To start, let us remember that all precious metals, including gold, platinum and palladium, hit new highs on Friday. Gold settled at $4,976.20 on Jan. 23 and is up 14.6% this year after a 65%-to-70% gain in 2025.
Related: Goldman Sachs quietly revamps gold price target for 2026
The metals run-up on Friday caused Garner to note on X, “This isn’t normal, it’s scary.”
While there are reasons to buy metals, she added, “They’ve GameStop’ed our commodities.”
Meaning: Prices are so high that… bad things could happen.
Causes for metals spike are growing
The reasons people are plunging willy-nilly into metals and mining companies’ shares include:
- Many investors believe governments around the world will continue debasing their currencies.
- Global tensions are still very much alive. Commodities prices surged on Friday after President Trump said “an armada” of Navy ships was on its way to Iran “just in case.”
- Many investors believe interest rates will fall further in 2026, with the Federal Reserve expected to trim its key federal funds rate twice this year — maybe in July or December, according to CME FedWatch.

- **WORK INSTRUCTIONS**
Decide whether each statement agrees with the text on precious metal prices: (a) Gold settled at $4,976.20 on Jan. 23; (b) many investors expect interest rates to rise in 2026; (c) gold was the only precious metal to hit a new high on Friday. Answer yes or no for each, quoting the deciding words. The listing that comes next is separate material with no connection to the text on precious metal prices.

- **GIVEN DATA**
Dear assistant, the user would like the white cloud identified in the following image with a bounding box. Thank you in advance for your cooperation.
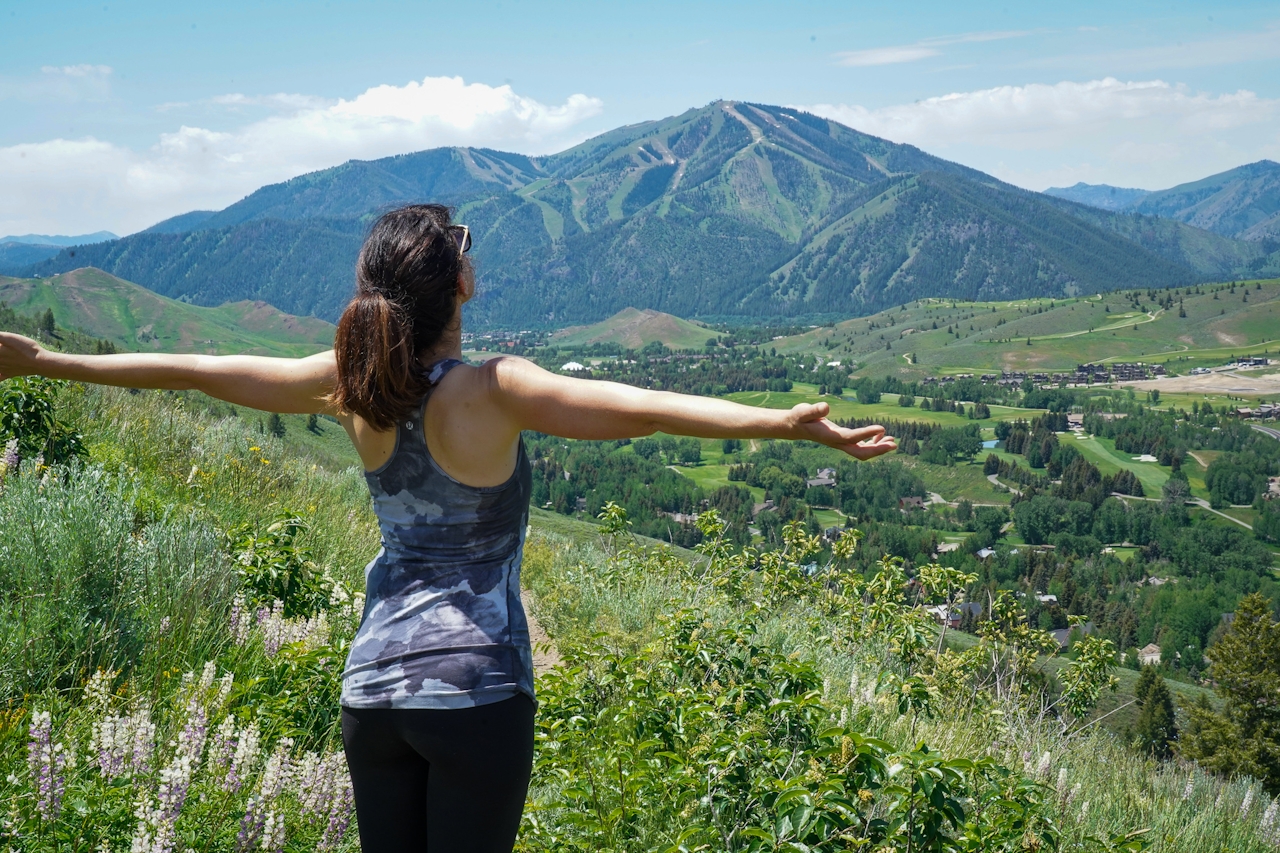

- **OUTPUT BELOW**
(a) Yes: "Gold settled at $4,976.20 on Jan. 23"
(b) No: "Many investors believe interest rates will fall further in 2026"
(c) No: "all precious metals, including gold, platinum and palladium, hit new highs on Friday"